(INFORMATION SHOWN)
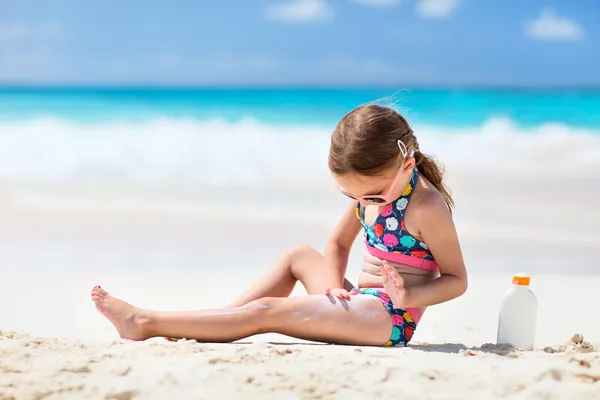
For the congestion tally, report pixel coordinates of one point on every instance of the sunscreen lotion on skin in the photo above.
(518, 313)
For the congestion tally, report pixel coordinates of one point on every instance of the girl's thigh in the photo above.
(361, 320)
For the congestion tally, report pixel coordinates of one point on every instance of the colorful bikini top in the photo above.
(388, 239)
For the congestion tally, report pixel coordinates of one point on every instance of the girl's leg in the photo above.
(302, 263)
(362, 320)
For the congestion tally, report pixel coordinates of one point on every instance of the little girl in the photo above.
(412, 255)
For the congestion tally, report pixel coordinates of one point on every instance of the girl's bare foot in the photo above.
(393, 284)
(130, 322)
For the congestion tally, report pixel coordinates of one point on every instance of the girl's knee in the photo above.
(301, 252)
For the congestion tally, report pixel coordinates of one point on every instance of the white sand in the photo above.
(180, 254)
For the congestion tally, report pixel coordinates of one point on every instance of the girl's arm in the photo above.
(439, 233)
(338, 248)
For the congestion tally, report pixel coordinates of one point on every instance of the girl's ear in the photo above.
(409, 164)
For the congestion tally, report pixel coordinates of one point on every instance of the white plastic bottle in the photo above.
(518, 314)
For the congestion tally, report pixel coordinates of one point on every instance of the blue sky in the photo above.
(301, 42)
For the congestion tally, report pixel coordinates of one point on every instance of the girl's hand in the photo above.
(393, 284)
(340, 293)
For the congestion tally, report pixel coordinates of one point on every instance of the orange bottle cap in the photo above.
(521, 280)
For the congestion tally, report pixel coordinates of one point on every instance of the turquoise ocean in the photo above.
(224, 136)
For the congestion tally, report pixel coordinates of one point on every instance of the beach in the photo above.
(181, 214)
(56, 345)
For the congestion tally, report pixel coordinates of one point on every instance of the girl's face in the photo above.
(377, 190)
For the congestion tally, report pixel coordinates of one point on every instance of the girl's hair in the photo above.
(365, 142)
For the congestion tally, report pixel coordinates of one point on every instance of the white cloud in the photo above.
(378, 3)
(550, 26)
(436, 9)
(300, 11)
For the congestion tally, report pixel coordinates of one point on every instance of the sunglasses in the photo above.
(381, 198)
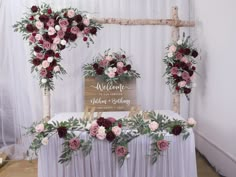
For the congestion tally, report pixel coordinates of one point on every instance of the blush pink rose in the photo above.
(74, 143)
(93, 130)
(121, 151)
(74, 30)
(116, 130)
(63, 23)
(174, 71)
(153, 126)
(60, 34)
(71, 13)
(162, 145)
(39, 128)
(46, 45)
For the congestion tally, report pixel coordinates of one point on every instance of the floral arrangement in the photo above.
(180, 63)
(111, 67)
(110, 129)
(48, 33)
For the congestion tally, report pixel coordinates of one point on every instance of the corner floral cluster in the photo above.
(48, 33)
(110, 129)
(180, 63)
(111, 67)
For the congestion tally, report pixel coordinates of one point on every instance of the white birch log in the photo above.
(46, 104)
(175, 36)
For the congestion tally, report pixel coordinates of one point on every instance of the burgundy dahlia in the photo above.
(176, 130)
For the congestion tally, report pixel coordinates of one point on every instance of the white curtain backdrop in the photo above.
(20, 95)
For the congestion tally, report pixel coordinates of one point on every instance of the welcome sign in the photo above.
(109, 96)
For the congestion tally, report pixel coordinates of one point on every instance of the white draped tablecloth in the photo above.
(178, 161)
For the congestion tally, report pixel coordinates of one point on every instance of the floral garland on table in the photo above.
(111, 67)
(111, 130)
(180, 63)
(48, 33)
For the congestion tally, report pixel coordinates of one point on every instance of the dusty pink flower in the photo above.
(93, 130)
(43, 72)
(46, 45)
(74, 30)
(50, 22)
(60, 34)
(121, 151)
(63, 22)
(116, 130)
(71, 13)
(185, 76)
(174, 71)
(39, 128)
(162, 145)
(74, 143)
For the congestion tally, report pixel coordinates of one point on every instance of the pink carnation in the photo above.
(162, 145)
(74, 143)
(121, 151)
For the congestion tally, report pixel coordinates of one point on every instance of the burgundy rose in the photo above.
(194, 53)
(93, 30)
(121, 151)
(187, 51)
(30, 28)
(34, 8)
(62, 132)
(36, 62)
(37, 49)
(110, 136)
(43, 18)
(78, 18)
(176, 130)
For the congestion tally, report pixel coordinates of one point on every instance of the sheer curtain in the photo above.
(20, 95)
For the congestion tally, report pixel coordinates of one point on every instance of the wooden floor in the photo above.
(29, 169)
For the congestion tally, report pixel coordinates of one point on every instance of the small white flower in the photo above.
(57, 27)
(179, 42)
(44, 81)
(170, 54)
(63, 42)
(50, 59)
(44, 141)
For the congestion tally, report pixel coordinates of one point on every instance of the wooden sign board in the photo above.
(109, 96)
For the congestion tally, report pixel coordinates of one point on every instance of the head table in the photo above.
(178, 161)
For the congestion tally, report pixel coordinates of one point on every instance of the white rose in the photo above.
(116, 130)
(191, 121)
(44, 141)
(44, 81)
(63, 42)
(153, 126)
(57, 27)
(179, 42)
(50, 59)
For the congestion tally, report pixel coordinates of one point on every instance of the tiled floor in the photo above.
(27, 169)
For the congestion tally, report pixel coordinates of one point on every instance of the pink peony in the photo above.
(74, 143)
(153, 126)
(74, 30)
(185, 76)
(172, 48)
(71, 13)
(116, 130)
(174, 71)
(182, 84)
(121, 151)
(162, 145)
(46, 45)
(63, 23)
(50, 22)
(60, 34)
(93, 130)
(39, 128)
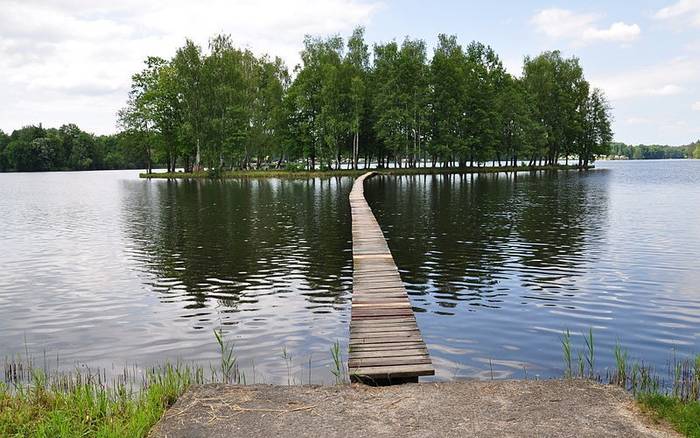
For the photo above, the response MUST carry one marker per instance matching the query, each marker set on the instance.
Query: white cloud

(TASK BRIEF) Transcribe all of the records above exactly; no image should appear in what you write.

(TASK OUTPUT)
For the congestion tally, report pixel coordinates of one point on every instance of the sunscreen lotion on skin in the photo above.
(518, 313)
For the congestion tally, report pixel coordinates of one point on every instance of the girl's thigh in the photo above.
(361, 320)
For the congestion tally, report pixel coordinates of one point on every instance of the colorful bikini top in the photo above.
(388, 239)
For the congestion tally, report pixel coordinates of one point on every instance of the girl's leg in the photo above.
(302, 263)
(362, 320)
For the congestion tally, report pixel coordinates of one point on every instance of the little girl in the photo above.
(412, 255)
For the congestion tally, report pixel coordinates of one point on every instance of the girl's bare foot in the photo above.
(393, 284)
(130, 322)
For the congestion tally, report pixel coordinates of one point on every instance of the girl's knee in the photo above.
(301, 252)
For the congestion tally, report pixel coordinates of one point on every instance of the white sand in the photo above.
(180, 254)
For the congestion tally, report pixel coordinates of one point on every instance of the girl's arm in the photo above.
(439, 233)
(338, 248)
For the congestion tally, report pixel coordinates of one point on every instance of the girl's ear in the photo above.
(409, 164)
For the congestion tally, report pixel coordinates of one point on every instance of the white plastic bottle in the photo above.
(518, 314)
For the congestion tally, report pixel coordinates of one point on every instance of the blue sky in the photo above.
(301, 42)
For the congestion tally, report pixel coordinates of one point on every instance of the girl's hand in the photo above.
(393, 284)
(340, 293)
For the congestion tally, report pixel coordinates of one point on every instance of the orange bottle cap in the photo above.
(521, 280)
For the congestion tally, report pixel coordinates of one point on every instance of the turquoise ocean in the photo above.
(224, 136)
For the congestion tally, report pixel coordinates of one point on every instance of the beach in the photo above.
(181, 214)
(56, 345)
For the congestion tally, report pixel coordinates of one point on every instance of the girl's face in the photo above.
(377, 190)
For the congestion tally, report pixel coordinates of one point on every instance of the girl's hair in the photo above.
(365, 142)
For the congestion tally, report pixel coordinates of one point on every instance of the white cloud in the photo above.
(378, 3)
(550, 26)
(436, 9)
(300, 11)
For the congestion tally, report pixel coordinates of one point on every instance of the sunglasses in the photo above.
(381, 198)
For the congestion tally, report pixel coordinates of one point on every instance of the blush pink rose in the photo above.
(74, 143)
(93, 130)
(121, 151)
(74, 30)
(116, 130)
(63, 23)
(174, 71)
(153, 126)
(60, 34)
(71, 13)
(162, 145)
(39, 128)
(46, 45)
For the congestion tally, report pixel coordinates of one point on every instance of the floral arrangement in the photo above.
(180, 63)
(111, 67)
(110, 129)
(48, 33)
For the congestion tally, report pixel coordinates of one point on every instance of the corner floral cluster in the photo above.
(48, 33)
(110, 129)
(180, 63)
(111, 67)
For the congestion tally, report pixel coordinates of one point on every instance of the white birch log in the photo above.
(46, 104)
(175, 36)
For the congestion tally, report pixel coordinates of one point on every instance of the burgundy dahlia in the photo above.
(176, 130)
For the congestion tally, report pixel coordinates of one point on every instance of the white curtain backdrop in the photo above.
(20, 95)
For the congestion tally, report pixel coordinates of one point on every instance of the welcome sign in the photo above.
(109, 96)
For the congestion tally, report pixel coordinates of one point on every instance of the white draped tablecloth in the photo above.
(178, 161)
For the congestion tally, report pixel coordinates of one point on every instance of the floral garland on table in the photo above.
(111, 67)
(111, 130)
(180, 63)
(48, 33)
For the congestion tally, report pixel coordinates of one point on every instance of the dusty pink flower in the photo above.
(93, 130)
(43, 72)
(46, 45)
(74, 30)
(50, 22)
(60, 34)
(121, 151)
(63, 22)
(116, 130)
(71, 13)
(185, 76)
(174, 71)
(39, 128)
(162, 145)
(74, 143)
For the congestion tally, report pixel coordinates of one point on every instance of the pink carnation in the photo above.
(162, 145)
(74, 143)
(121, 151)
For the congestion tally, report pixel coordinates of one point on every instance of the burgundy rose in the photo above.
(194, 53)
(93, 30)
(121, 151)
(187, 51)
(30, 28)
(34, 8)
(62, 132)
(36, 62)
(37, 49)
(110, 136)
(43, 18)
(78, 18)
(176, 130)
For the congestion tally, report pixel coordinates of one point on every instance of the sheer curtain in the photo above.
(20, 95)
For the congestion tally, report pixel coordinates of one point on every instance of the wooden floor in the photo above.
(29, 169)
For the congestion tally, report pixel coordinates of one point on every instance of the small white flower in the photo above.
(57, 27)
(179, 42)
(44, 81)
(170, 54)
(63, 42)
(50, 59)
(44, 141)
For the congestion tally, report pixel coordinates of one point on every instance of the wooden sign board in the photo above.
(109, 96)
For the congestion tally, report pixel coordinates of one point on every instance of the head table in the photo above.
(178, 161)
For the congestion tally, report pixel coordinates of one point on every instance of the white rose in the photo above.
(116, 130)
(191, 121)
(44, 141)
(44, 81)
(63, 42)
(153, 126)
(57, 27)
(179, 42)
(50, 59)
For the congestion tally, report pixel coordinates of one point on every instance of the tiled floor in the photo above.
(27, 169)
For the congestion tally, report pixel coordinates of one point on every instance of the pink peony in the photo above.
(74, 143)
(153, 126)
(74, 30)
(185, 76)
(172, 48)
(71, 13)
(116, 130)
(174, 71)
(182, 84)
(121, 151)
(162, 145)
(46, 45)
(63, 23)
(50, 22)
(60, 34)
(93, 130)
(39, 128)
For the photo above, the response MUST carry one marker per instance matching the query, each marker set on the instance.
Query: white cloud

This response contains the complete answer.